▶ Excerpt
/---

The Hip Pocket #51: INTO THE NIGHT
Even the biggest Hollywood tragedy of the decade couldn't slow down John Landis, so why was one of his best films also his least seen?
There is no single canon.
We all have movies we love.
Some of them are great movies. Some of them are terrible movies. Love does not care. Love is unreasonable. Love is blind. We love what we love, and the louder you love it, the better.
One of my favorite things is sharing a film I love with someone. Even if they don't love it the same way I do, that experience imparts something about you to that person. When you share something you love, you are sharing a part of yourself, and there is nothing more vulnerable or personal than that.
I don't think of these movies as the canon or the official library or anything that formal. These are all just movies I keep in my hip pocket, movies I've filed away as part of my own personal ongoing film festival as worthwhile and notable.
This is an ongoing list, one without an ending. This is The Hip Pocket.

\---

▶ Supplied records
/---

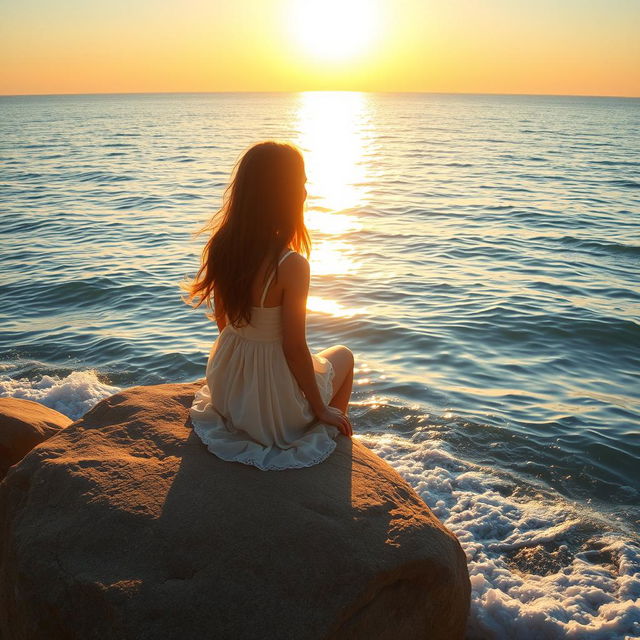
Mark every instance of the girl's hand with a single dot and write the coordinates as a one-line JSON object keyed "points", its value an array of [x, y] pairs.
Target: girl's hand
{"points": [[335, 417]]}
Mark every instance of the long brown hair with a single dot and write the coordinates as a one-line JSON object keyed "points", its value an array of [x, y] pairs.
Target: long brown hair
{"points": [[262, 214]]}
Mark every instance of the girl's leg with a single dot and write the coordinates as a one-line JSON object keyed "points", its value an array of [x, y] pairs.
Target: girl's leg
{"points": [[342, 360]]}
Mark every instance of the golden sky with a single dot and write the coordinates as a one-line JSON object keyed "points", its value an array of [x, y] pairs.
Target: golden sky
{"points": [[578, 47]]}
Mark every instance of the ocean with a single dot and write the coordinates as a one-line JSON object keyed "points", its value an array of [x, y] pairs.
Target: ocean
{"points": [[479, 254]]}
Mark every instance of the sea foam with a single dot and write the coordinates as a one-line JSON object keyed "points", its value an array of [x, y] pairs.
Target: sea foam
{"points": [[540, 566], [72, 395]]}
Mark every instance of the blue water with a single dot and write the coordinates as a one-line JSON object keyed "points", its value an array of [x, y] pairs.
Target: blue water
{"points": [[479, 254]]}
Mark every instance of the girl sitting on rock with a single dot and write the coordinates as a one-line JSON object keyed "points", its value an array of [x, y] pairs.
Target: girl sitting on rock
{"points": [[267, 400]]}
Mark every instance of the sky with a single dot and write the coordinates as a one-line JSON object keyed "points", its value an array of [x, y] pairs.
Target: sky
{"points": [[567, 47]]}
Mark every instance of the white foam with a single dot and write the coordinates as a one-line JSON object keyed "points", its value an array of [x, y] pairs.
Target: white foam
{"points": [[72, 395], [582, 600]]}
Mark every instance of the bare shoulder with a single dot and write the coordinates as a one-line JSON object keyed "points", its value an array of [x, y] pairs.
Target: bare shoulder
{"points": [[294, 268]]}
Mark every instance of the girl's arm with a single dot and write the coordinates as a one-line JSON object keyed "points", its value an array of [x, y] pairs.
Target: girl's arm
{"points": [[218, 312], [294, 342]]}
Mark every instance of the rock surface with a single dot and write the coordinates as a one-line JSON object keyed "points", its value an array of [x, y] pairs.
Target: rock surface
{"points": [[126, 527], [23, 425]]}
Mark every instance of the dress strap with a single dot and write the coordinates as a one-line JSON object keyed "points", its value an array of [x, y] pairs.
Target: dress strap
{"points": [[266, 286]]}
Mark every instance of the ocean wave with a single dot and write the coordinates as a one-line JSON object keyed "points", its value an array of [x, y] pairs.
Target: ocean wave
{"points": [[72, 395], [540, 567]]}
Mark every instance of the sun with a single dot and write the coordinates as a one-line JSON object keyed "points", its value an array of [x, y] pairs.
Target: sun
{"points": [[335, 29]]}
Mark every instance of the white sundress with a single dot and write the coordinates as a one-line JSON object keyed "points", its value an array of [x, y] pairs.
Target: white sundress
{"points": [[251, 409]]}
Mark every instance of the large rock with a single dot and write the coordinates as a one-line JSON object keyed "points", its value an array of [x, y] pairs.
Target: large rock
{"points": [[23, 425], [124, 526]]}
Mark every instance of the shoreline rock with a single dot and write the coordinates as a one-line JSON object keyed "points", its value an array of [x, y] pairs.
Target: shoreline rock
{"points": [[23, 425], [125, 526]]}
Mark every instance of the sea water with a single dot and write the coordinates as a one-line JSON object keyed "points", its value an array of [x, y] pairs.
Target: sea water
{"points": [[479, 254]]}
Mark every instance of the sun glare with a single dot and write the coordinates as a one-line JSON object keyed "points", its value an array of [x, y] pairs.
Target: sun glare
{"points": [[334, 29]]}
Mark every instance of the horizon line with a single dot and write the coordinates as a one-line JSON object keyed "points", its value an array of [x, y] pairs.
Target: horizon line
{"points": [[442, 93]]}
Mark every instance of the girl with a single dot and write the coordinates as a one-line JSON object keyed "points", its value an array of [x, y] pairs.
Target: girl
{"points": [[267, 400]]}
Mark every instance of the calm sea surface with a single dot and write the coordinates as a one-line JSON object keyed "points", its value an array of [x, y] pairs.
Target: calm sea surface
{"points": [[479, 254]]}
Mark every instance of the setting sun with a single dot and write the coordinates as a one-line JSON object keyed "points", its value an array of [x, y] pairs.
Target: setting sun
{"points": [[335, 29]]}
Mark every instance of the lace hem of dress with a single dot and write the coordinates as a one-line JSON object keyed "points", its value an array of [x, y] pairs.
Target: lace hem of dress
{"points": [[255, 463]]}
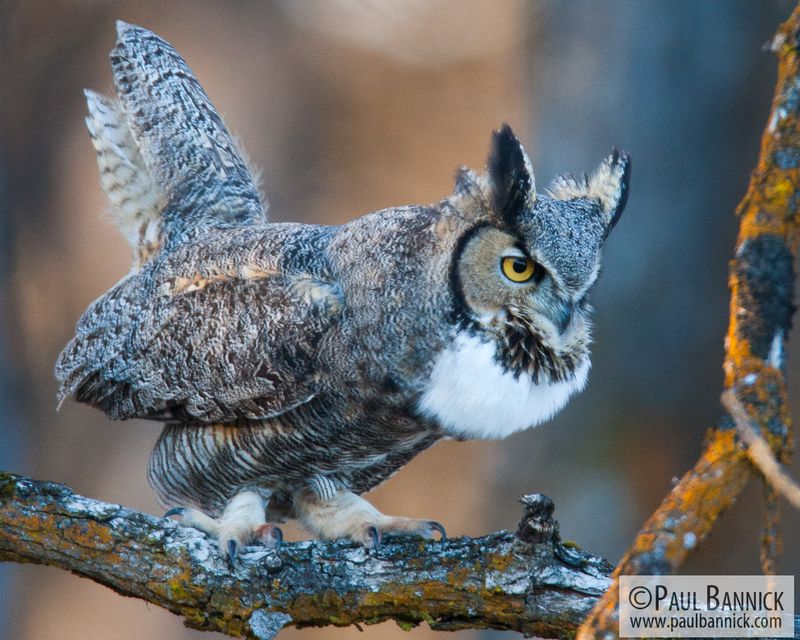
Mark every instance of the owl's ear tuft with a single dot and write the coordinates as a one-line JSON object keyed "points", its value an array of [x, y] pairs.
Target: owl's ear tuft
{"points": [[608, 186], [512, 185]]}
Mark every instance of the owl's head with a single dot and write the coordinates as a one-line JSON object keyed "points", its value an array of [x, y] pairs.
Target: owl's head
{"points": [[523, 269]]}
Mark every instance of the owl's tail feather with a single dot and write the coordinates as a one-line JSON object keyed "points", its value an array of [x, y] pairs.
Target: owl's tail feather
{"points": [[168, 164], [135, 197], [182, 140]]}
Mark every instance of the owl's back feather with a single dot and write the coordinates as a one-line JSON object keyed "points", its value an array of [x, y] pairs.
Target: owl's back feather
{"points": [[223, 329]]}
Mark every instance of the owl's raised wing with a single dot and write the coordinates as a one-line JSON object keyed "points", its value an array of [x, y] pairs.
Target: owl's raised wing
{"points": [[201, 349]]}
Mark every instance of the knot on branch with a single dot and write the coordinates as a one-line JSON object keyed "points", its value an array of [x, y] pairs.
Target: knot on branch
{"points": [[537, 525]]}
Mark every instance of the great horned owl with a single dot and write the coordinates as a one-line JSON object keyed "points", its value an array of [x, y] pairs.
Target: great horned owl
{"points": [[297, 366]]}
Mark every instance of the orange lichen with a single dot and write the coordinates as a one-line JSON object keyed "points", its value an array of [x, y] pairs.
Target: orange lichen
{"points": [[768, 208]]}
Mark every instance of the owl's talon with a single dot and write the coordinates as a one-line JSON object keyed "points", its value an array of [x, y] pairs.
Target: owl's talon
{"points": [[375, 534], [439, 527], [270, 536], [231, 554]]}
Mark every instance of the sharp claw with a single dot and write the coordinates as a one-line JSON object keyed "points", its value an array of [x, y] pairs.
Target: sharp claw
{"points": [[375, 533], [278, 535], [232, 554], [437, 526]]}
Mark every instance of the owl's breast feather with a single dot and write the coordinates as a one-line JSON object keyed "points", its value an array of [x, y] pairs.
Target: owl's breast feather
{"points": [[471, 395]]}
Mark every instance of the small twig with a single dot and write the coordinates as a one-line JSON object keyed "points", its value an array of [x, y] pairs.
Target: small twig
{"points": [[759, 451], [526, 582]]}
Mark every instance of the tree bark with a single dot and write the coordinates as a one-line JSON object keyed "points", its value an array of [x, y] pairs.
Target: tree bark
{"points": [[526, 581], [761, 283]]}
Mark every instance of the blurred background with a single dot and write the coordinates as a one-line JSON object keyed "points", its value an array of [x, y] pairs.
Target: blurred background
{"points": [[349, 106]]}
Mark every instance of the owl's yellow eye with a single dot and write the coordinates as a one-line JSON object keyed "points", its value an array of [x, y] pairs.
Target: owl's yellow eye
{"points": [[518, 268]]}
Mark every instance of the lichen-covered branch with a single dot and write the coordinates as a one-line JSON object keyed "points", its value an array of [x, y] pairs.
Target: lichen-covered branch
{"points": [[761, 282], [525, 581]]}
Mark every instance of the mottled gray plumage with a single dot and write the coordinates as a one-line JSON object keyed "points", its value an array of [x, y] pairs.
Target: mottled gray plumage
{"points": [[302, 364]]}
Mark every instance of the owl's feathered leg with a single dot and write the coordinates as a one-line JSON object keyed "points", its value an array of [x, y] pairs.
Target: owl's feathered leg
{"points": [[346, 515], [242, 522]]}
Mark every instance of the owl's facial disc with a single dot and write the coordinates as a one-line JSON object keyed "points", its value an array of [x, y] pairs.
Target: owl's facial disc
{"points": [[495, 273]]}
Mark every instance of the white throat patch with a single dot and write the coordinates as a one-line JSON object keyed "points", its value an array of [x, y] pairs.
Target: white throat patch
{"points": [[471, 395]]}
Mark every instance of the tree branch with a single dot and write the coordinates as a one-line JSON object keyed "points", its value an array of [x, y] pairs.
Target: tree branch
{"points": [[527, 582], [761, 282]]}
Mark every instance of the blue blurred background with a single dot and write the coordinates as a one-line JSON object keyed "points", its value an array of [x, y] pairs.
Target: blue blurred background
{"points": [[353, 105]]}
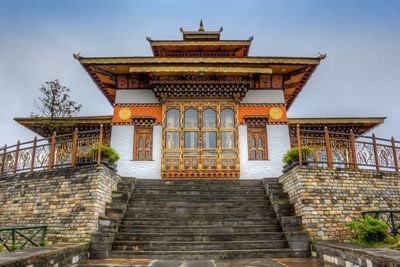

\---

▶ Activities
A: Decide whether each statement agrees with the Hip Pocket text. Answer yes or no, and quote the words from the text that settle it.
(i) The writer believes there is one single canon of movies.
(ii) The writer counts sharing a loved film with someone among their favorite things.
(iii) The writer describes the list as having a planned ending.
B: In the Hip Pocket text, what does the writer say you are sharing when you share something you love?
C: Write what comes next in the Hip Pocket text, starting after its last line, "This is The Hip Pocket."

▶ Solved tasks
A:
(i) No: "There is no single canon."
(ii) Yes: "One of my favorite things is sharing a film I love with someone."
(iii) No: "This is an ongoing list, one without an ending."

B: A part of yourself.

C:
Into the Night
Jeff Goldblum, Michelle Pfeiffer, Stacey Pickren, Carmen Argenziano, Andrew Marton, Sue Dugan, Elizabeth Solozano, Dan Aykroyd, Robert Paynter, David Cronenberg, Robert Moberly, John Hostetter, Dick Balduzzi, Richard Franklin, Cal Worthington, Wes Dawn, Christopher George, Ali Madani, Michael Zand, Hadi Sadjadi, Bruce Gramian, John Landis, Hope Clarke, Eric Lee, Jake Steinfeld, Sue Bowser, Waldo Salt, Viola Kates Stimpson, Bruce McGill, Jon Stephen Fink, Dedee Pfeiffer, Rick Baker, Colin Higgins, Kathryn Harrold, Daniel Petrie, David Sonsa, Mark L. Levine, William B. Kaplan, Jonathan Kaufer, Paul Mazursky, Saul Kahan, Rory Barish, Jean Pelton, Jonathan Lynn, Paul Bartel, William S. Taylor, Jim Bentley, Houshang Touzie, Slavka, Erica Sakai, Carl Perkins, Don Siegel, Peggy McIntaggart, Jim Henson, David Bowie, Robert Traynor, Art Evans, Bud Abbott, Lou Costello, Bela Lugosi, Lon Chaney Jr., Jack Arnold, Pete Ellis, Domingo Ambriz, Amy Heckerling, Robert La Bassiere, Yacub Salih, Roger Vadim, John Roberts, Diane Roberts, Reid Smith, Rusdi Lane, Lawrence Kasdan, Richard Farnsworth, Vera Miles, Irene Papas, Hassan Ildari, Zoreh Ramsey, Beulah Quo, Patricia Gaul, Clu Gulager, Jonathan Demme, Tracy Hutchinson, Gene Whittington, Eddy Donno, Carl Gottlieb, Alma Beltran, Forrest J. Ackerman
cinematography by Robert Paynter
music by Ira Newborn
screenplay by Ron Koslow
produced by George Folsey Jr.
directed by John Landis
Rated R
1 hr 55 mins
Ed Okin can’t sleep.

Insomnia is a motherfucker.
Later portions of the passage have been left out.